- [HOW TO COMPLETE THIS TASK] Copy the comment thread from "No need for" up to and including "sadistic scumbag pigs.", substituting "hearing" for "trial".

- [SOURCE TEXT]
Because McCartney was the better Beatle.
Sadistic politicians specifically should be targeted by these pages since the brutality starts with legislation.
As much as law enforcement continually stands in need of rebuking and leashing they are beasts of burden engaged in a mostly violent task laid out by macabre overseers- who often move on into the cushy corporate sector.
"If she hadn't been selling illegal items out of the home, no warrant would have been served,"
No need for a trial then, since you already know who's guilty and innocent.
For the children. THEY DID IT FOR THE CHILDREN!
They had to burn down the child to save it.
yep
Like Bou Bou! The world is a safer place for his scarred body now.
Fucking sadistic scumbag pigs.
exactly this
The thing is, think about this: you do a raid, and horribly burn a child. Do you 1) apologize profusely, offer to do anything you can to help, and possibly resign, or 2) cover your ass and to hell with the little shit?
We know what the pigs in this case did, and that tells us everything we need to know about them. In spades.
That's the thing. I'm not sure how I could live with myself if I did such a thing. They seem to laugh it off and think they did nothing wrong.
this (rather long but really interesting) video contains interviews with an escapee from a north korean prison camp as well as interviews with former north korean prison guards who could basically kill with impunity while working in the prison camps. essentially, these guards felt they had done nothing wrong (at the time) because of the power the state had given them.
https://www.youtube.com/watch?v=ihUOHARC_Og
It's the blue wall of silence, Epi. Until they fear the consequences of misconduct more than the retaliation of their fellow cops we're fucked.
I think it's what happens when people receive their sense of morality externally from authority rather than internally from a value system and code of conduct that does not divorce basic human decency from "the job".
I wonder how the use of these, essentially, bombs in private residences comports with the Fifth Amendment and then I think of four reasons they might be necessary:
For officer safety
You don't know who's inside
Thankfully the police are here to serve us
Want them to go home to their families
BOOYA! WE ARE WINNING!
Libertopia is upon us!

- [ENTRIES SUPPLIED]
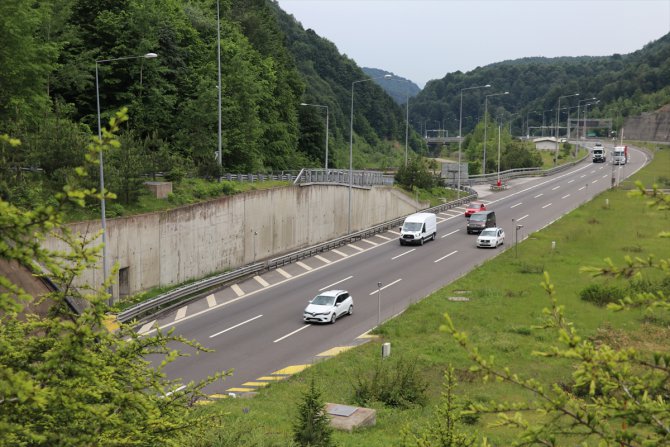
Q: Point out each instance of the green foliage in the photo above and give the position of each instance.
(443, 430)
(394, 382)
(416, 174)
(66, 380)
(618, 396)
(312, 427)
(601, 295)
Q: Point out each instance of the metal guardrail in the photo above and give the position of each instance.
(178, 296)
(341, 176)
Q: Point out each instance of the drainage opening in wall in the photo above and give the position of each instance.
(124, 281)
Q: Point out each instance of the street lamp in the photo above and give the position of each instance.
(379, 303)
(327, 128)
(486, 99)
(460, 134)
(351, 141)
(103, 220)
(586, 109)
(558, 111)
(579, 102)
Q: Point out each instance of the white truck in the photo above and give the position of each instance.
(620, 155)
(598, 153)
(418, 228)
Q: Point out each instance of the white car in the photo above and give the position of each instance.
(491, 237)
(328, 306)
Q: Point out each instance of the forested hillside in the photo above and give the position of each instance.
(52, 50)
(624, 85)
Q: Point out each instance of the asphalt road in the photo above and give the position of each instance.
(255, 327)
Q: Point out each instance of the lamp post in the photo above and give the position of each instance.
(558, 111)
(586, 108)
(351, 141)
(579, 102)
(486, 102)
(379, 302)
(460, 134)
(327, 128)
(103, 220)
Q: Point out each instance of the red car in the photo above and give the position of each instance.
(474, 207)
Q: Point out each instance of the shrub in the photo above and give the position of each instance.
(394, 383)
(601, 295)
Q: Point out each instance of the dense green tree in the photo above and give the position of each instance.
(618, 396)
(312, 426)
(65, 379)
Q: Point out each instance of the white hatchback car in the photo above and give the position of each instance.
(328, 306)
(491, 237)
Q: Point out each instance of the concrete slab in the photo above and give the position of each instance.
(344, 417)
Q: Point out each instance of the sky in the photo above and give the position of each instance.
(425, 39)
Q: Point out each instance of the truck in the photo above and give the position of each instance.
(620, 155)
(598, 153)
(418, 228)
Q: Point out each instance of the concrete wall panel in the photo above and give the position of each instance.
(191, 242)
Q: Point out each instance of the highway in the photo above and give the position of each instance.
(255, 327)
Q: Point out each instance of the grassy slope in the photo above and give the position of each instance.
(505, 301)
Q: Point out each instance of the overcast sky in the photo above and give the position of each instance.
(425, 39)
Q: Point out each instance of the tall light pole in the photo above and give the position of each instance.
(558, 111)
(327, 128)
(579, 102)
(103, 220)
(460, 133)
(586, 108)
(218, 65)
(486, 101)
(351, 141)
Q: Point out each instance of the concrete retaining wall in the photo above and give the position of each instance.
(170, 247)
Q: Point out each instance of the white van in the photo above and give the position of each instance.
(418, 228)
(620, 155)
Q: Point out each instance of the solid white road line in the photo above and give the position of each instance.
(330, 286)
(236, 326)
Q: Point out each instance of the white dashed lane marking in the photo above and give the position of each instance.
(261, 281)
(238, 291)
(284, 273)
(322, 259)
(303, 265)
(181, 313)
(211, 300)
(147, 327)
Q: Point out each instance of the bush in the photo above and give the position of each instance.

- [FINAL ANSWER]
No need for a hearing then, since you already know who's guilty and innocent.
For the children. THEY DID IT FOR THE CHILDREN!
They had to burn down the child to save it.
yep
Like Bou Bou! The world is a safer place for his scarred body now.
Fucking sadistic scumbag pigs.